> **Exercise brief**
Set every line of the listing down again, keeping it identical.

> **Given information**
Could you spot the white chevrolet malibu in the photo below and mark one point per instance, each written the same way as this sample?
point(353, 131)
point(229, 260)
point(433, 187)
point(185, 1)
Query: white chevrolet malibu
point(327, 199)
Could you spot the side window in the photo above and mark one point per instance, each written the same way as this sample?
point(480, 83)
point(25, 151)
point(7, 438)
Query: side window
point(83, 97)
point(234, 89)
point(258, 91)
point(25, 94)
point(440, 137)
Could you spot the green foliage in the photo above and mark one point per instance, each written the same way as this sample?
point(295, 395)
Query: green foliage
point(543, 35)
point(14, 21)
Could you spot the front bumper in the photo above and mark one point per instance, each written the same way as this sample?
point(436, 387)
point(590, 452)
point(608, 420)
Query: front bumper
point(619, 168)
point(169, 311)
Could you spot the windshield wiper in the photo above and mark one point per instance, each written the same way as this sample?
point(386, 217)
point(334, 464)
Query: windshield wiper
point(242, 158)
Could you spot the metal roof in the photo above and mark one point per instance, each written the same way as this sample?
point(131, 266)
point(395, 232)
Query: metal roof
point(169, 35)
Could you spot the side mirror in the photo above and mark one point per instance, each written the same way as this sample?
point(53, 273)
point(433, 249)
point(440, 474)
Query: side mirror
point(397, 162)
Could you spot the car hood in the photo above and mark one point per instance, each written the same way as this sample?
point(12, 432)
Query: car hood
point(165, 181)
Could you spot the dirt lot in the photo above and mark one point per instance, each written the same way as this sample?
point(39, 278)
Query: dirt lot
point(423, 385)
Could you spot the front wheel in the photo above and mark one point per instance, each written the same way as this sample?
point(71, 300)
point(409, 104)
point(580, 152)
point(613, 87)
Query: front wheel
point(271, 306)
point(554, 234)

> **Output below**
Could you spot the white chevrolet malibu in the photo below and mark one point per instance, each written the same way as this sample?
point(353, 131)
point(229, 260)
point(433, 187)
point(185, 1)
Query: white chevrolet malibu
point(327, 199)
Could you spot the side window in the photo above and mark one point per instance, each written the same way as this sample?
point(480, 83)
point(25, 151)
point(7, 438)
Query: side window
point(83, 97)
point(234, 89)
point(258, 91)
point(25, 94)
point(440, 137)
Could you spot the green foliage in the photo above and mark one point per instance, each written the same way as this sample?
point(295, 395)
Query: green foliage
point(543, 35)
point(14, 21)
Could you spot the front bumper in the photo above and mark one point per instance, each written the same way as this sample?
point(436, 387)
point(590, 452)
point(608, 420)
Query: front bumper
point(619, 168)
point(169, 311)
Could you spot the windshield wiper in the photo above and mark one point per instance, each written the same way as this sample?
point(386, 217)
point(334, 464)
Query: windshield wiper
point(242, 158)
Could you spot the metal roof in the photo above and mark one point per instance, each written the same way as this sample?
point(131, 266)
point(395, 232)
Query: metal roof
point(169, 35)
Could you spot the side mirror in the photo above and mark one point per instance, each written the same way as this sample?
point(53, 273)
point(433, 249)
point(440, 474)
Query: side mirror
point(397, 162)
Could you spot the car hood in the photo above and mark one point per instance, each written the same way as this sample?
point(12, 432)
Query: car hood
point(165, 181)
Could you spot the dirt lot in the photo above and mark one point per instance, each written the same way as this sample?
point(39, 278)
Query: dirt lot
point(423, 385)
Could you spot the front wheel in the photo above and mark one point per instance, each written the same way as this sample?
point(71, 300)
point(409, 104)
point(580, 152)
point(613, 87)
Query: front wheel
point(271, 306)
point(554, 234)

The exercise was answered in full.